## Explore the material
(1) Copy the Thanksgiving post from "She was the" up to and including "not a holiday.".
(2) Answer these from the Thanksgiving post:
(a) At what time did the writer wake up?
(b) How many times did the writer run to the grocery store?
(c) Where did the mom's ex-boyfriend's dog go with him this year?
Segment Start: Source text
Friday, November 25, 2011

Thanksgiving

I woke up at noon because my mom woke me up. I was still sleep-deprived and I had that feeling that my limbs were full of cement, and I wriggled around in the bed and thought about how much I hate merriment because I can never sleep during it.

But as I ran to the grocery store two times, driving around alone in my mom's car, I felt a city-girl romantic-comedy kind of giddiness. The sentiment of like the brunette girl from Sex and the City driving around singing with the radio cranked up because she just had a successful date with some great guy. Nothing like that had happened, so I can't really say why I was in such a good mood.

There were a lot of points where I forgot it was Thanksgiving. I feel bad that I didn't stop and have more grateful thoughts throughout the day. I do remember, just before dinner, as we got our food and prepared to sit down at the table, hoping my mom wasn't about to propose we say grace, because that seemed like something she might do. Because I would've made some snappy comment like, "I think we should be thanking you." She didn't end up saying anything about grace. So I just kind of felt like an ass.

It turned out to be the best food I've ever eaten at Thanksgiving: wheat bread you make by putting a packet of wheat-bread mix into a bread-maker, cranberry sauce, mashed potatoes, really good stuffing, this cinnamon pecan yam shit (I usually hate sweet potatoes but it was like the season of autumn in my mouth), steamed broccoli and cauliflower, a Tofurkey (which was store-bought but whatever). There was also turkey, which I didn't eat, but I assume it was good. It's not that any of this, except the yam shit and the Tofurkey, isn't eaten in like every American household at Thanksgiving. It's that she's a badass at making food, even when she's been sipping at a pool of red wine for hours. Now that I think of it, we probably didn't say grace because she was proud of her work.

She was the only biological family member there, actually. There was her, then some guy-friend she invited over because he just went through a divorce and didn't have anywhere to go, then Mitch and Lexie. Before dinner Mitch and I sat in the living room with the game on, him pointing at metal bands on a list and telling me which ones to download while my mom banged around in the kitchen with a wine-glass in her hand talking to that guy about how her ex-boyfriend's dog went with him to Florida this year. These interactions would not have happened if the day were not a holiday.
Segment End: Source text
Segment Start: Record extracts
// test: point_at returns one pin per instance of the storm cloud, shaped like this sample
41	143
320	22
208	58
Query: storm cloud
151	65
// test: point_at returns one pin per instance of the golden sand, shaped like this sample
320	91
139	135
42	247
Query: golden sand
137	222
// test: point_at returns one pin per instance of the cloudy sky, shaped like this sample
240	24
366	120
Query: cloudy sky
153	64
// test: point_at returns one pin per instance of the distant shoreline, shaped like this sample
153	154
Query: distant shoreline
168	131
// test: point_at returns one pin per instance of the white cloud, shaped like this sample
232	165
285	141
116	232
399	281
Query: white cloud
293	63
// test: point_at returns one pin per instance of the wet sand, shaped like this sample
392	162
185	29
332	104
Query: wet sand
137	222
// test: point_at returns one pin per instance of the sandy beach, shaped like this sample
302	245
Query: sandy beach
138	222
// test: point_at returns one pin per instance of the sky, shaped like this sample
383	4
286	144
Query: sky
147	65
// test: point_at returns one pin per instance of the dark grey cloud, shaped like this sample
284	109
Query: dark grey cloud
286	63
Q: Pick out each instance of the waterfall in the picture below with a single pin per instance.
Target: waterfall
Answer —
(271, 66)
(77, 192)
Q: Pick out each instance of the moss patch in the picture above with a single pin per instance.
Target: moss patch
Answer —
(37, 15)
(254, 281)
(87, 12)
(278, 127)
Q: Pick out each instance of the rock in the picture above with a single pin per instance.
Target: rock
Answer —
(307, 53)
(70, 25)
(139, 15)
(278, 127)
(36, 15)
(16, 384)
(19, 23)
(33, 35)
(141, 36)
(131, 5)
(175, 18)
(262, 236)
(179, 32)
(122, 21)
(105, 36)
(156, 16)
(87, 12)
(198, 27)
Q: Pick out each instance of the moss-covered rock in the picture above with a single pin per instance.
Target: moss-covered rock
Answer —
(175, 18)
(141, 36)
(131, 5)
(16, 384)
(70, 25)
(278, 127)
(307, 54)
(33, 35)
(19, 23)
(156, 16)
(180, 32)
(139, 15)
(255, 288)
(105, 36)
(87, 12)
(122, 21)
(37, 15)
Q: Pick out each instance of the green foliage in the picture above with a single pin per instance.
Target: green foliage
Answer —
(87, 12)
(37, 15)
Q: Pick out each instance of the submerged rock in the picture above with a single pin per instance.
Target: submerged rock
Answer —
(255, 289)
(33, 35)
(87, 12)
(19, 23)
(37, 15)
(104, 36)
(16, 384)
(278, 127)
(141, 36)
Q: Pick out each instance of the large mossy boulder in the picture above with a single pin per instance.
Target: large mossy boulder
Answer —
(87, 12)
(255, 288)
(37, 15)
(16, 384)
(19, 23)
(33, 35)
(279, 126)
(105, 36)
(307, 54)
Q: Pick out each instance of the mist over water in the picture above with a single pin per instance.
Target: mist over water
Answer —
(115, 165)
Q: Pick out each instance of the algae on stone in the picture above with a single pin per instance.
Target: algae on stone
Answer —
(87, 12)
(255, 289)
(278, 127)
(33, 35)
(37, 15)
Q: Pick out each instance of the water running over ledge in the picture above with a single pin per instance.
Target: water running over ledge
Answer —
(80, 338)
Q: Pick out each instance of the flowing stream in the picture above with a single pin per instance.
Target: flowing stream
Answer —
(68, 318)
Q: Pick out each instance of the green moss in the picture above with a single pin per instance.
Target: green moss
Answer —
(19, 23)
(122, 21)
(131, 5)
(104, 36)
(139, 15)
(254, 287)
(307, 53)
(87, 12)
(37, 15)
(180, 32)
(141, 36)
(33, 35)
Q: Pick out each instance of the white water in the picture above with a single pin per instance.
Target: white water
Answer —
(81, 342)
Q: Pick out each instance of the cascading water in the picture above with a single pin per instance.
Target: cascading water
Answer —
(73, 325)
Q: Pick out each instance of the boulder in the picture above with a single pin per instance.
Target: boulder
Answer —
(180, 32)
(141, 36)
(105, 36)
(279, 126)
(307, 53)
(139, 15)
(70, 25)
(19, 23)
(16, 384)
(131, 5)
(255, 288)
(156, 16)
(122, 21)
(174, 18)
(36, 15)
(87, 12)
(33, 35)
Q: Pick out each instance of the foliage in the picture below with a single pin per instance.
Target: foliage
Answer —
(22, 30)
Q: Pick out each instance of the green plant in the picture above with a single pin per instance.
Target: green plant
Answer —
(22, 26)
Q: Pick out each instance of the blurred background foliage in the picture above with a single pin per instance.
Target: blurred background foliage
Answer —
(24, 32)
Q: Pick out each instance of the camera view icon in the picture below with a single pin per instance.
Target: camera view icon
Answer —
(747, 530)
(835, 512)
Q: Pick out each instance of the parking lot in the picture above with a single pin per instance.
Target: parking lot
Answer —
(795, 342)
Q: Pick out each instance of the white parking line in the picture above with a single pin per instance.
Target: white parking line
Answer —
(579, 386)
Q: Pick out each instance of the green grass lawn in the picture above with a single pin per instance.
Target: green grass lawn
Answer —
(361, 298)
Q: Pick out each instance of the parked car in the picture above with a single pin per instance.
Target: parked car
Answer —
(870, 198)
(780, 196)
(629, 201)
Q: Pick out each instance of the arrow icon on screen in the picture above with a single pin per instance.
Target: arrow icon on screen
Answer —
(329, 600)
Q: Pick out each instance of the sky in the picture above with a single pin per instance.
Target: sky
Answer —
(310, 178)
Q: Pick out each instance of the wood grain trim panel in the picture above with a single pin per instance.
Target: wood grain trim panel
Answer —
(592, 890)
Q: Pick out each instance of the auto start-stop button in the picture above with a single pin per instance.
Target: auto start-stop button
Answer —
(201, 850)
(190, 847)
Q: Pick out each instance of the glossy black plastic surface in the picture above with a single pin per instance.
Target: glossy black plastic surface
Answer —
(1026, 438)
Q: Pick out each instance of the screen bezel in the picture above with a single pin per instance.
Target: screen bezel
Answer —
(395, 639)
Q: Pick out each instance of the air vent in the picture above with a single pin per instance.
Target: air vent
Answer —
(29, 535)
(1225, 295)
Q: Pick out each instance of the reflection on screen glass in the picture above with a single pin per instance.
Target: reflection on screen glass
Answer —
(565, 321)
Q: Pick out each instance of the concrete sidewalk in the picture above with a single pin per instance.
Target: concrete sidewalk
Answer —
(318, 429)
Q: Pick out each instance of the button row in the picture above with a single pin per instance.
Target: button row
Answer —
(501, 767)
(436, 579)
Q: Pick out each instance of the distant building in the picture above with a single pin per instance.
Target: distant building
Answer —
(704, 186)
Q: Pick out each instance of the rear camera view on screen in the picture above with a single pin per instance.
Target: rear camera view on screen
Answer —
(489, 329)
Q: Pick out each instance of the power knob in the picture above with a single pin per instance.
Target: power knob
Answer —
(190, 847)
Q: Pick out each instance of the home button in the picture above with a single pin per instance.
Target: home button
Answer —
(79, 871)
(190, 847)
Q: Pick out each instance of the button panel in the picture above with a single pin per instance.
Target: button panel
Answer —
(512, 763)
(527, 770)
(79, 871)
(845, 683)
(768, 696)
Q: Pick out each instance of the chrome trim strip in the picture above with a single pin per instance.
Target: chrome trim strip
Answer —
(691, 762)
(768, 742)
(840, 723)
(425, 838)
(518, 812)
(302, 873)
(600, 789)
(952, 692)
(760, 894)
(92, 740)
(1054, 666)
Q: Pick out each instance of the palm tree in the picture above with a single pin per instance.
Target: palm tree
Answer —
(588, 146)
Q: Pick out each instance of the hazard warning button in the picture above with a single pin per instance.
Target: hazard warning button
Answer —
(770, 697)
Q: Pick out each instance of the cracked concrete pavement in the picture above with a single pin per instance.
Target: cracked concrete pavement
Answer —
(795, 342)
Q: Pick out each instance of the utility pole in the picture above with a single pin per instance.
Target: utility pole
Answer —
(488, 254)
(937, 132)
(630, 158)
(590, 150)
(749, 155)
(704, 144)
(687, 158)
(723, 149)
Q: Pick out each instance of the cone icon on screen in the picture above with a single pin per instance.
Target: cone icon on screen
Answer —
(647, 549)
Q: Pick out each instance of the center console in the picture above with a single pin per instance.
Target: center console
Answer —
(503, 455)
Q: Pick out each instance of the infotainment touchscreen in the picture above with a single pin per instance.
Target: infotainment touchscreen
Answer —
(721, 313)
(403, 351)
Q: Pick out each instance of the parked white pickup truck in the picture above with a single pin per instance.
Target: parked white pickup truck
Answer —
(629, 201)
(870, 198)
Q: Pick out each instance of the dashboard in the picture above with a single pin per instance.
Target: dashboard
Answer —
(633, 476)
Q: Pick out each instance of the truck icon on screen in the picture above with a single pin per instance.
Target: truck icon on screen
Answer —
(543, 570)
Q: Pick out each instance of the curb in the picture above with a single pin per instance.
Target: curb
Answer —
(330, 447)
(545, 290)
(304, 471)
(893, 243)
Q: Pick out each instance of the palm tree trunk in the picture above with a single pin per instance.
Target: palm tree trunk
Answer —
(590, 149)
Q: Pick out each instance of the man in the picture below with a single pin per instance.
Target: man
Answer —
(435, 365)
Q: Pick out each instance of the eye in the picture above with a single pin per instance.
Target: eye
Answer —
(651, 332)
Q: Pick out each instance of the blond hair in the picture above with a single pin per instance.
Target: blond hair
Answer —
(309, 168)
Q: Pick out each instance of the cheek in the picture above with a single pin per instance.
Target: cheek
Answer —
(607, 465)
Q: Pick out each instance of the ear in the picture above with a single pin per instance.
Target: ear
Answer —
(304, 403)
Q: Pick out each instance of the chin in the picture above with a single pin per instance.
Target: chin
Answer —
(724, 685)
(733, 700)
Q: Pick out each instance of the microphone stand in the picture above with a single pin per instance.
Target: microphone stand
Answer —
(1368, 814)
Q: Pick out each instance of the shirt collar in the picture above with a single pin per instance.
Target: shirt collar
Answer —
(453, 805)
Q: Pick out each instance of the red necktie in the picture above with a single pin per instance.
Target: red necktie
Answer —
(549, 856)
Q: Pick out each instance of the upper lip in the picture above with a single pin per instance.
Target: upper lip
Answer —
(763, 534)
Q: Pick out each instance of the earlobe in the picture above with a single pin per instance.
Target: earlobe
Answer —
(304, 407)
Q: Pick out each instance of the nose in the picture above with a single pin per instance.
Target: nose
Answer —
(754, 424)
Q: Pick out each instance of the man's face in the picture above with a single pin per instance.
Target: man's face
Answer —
Segment End: Record extracts
## Set of answers
(1)
She was the only biological family member there, actually. There was her, then some guy-friend she invited over because he just went through a divorce and didn't have anywhere to go, then Mitch and Lexie. Before dinner Mitch and I sat in the living room with the game on, him pointing at metal bands on a list and telling me which ones to download while my mom banged around in the kitchen with a wine-glass in her hand talking to that guy about how her ex-boyfriend's dog went with him to Florida this year. These interactions would not have happened if the day were not a holiday.

(2)
(a) At noon.
(b) Two times.
(c) To Florida.